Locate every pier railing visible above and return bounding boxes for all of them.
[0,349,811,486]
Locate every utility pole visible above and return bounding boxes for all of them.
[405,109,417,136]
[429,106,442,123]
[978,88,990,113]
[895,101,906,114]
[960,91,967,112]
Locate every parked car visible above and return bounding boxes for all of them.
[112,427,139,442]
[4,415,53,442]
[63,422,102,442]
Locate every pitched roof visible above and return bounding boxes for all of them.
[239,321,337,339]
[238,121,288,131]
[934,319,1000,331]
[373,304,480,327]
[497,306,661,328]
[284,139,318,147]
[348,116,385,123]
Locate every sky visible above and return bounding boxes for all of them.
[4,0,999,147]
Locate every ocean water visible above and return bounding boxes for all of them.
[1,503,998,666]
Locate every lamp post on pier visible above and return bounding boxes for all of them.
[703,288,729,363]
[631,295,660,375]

──────────

* AIM OF THE EXERCISE *
Write all the data out again, exactly.

* TASK RESPONSE *
Locate every pier railing visible above and return bounding boxes for all of them.
[0,349,811,486]
Locate every utility pole visible above and return bounding boxes for all of them.
[405,109,417,136]
[429,106,442,123]
[978,88,990,113]
[895,101,906,114]
[960,91,967,112]
Locate every parked car visible above and return bounding boxes for all of them.
[112,427,139,442]
[4,415,53,442]
[63,422,102,442]
Locate every pitched roof visible above and return bounding boxes for all of them.
[239,321,337,339]
[238,121,288,131]
[934,319,1000,331]
[373,304,480,327]
[497,306,661,328]
[284,139,318,147]
[348,116,385,123]
Locate every sky visible above and return bounding boxes for all of them.
[4,0,999,147]
Locate every ocean water visible above and return bounding boxes for all of them.
[1,503,998,666]
Locate every lamp post on pier visible above and return bounding boxes for all of them.
[703,288,729,363]
[631,295,660,375]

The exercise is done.